TASK - Wherever the string "this" shows up in the material below, copy that line.

AVAILABLE RECORDS -

◇ ◇ ◇

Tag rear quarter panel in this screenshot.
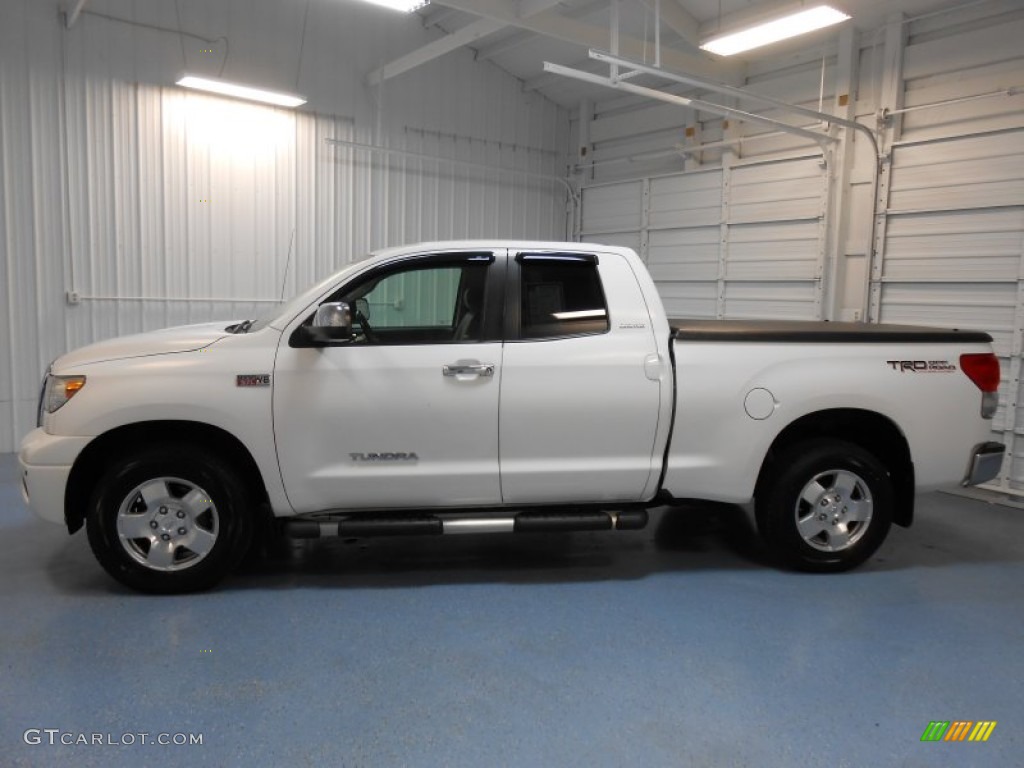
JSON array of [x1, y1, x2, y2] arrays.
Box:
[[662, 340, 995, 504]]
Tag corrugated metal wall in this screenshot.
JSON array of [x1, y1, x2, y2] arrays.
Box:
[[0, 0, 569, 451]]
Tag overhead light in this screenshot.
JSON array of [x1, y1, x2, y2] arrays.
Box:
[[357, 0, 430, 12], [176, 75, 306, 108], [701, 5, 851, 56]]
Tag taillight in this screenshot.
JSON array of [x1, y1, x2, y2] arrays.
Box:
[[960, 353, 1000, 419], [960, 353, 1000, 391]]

◇ ◇ ◇

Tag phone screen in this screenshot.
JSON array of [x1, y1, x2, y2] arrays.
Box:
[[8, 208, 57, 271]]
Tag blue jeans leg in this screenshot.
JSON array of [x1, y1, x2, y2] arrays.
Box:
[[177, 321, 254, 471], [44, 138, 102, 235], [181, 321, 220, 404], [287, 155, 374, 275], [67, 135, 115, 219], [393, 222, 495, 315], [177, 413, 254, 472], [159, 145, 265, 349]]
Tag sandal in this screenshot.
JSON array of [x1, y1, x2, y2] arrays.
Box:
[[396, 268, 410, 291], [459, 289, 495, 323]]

◇ ◇ ◇

EXERCISE RESULT -
Tag rear quarter panel in this screenshot.
Tag corrugated metal wall in this screenshot.
Tag overhead light in this screenshot.
Tag taillight in this screenshot.
Tag phone screen in this screenshot.
Tag blue jeans leg in this screenshot.
Tag sandal in this screenshot.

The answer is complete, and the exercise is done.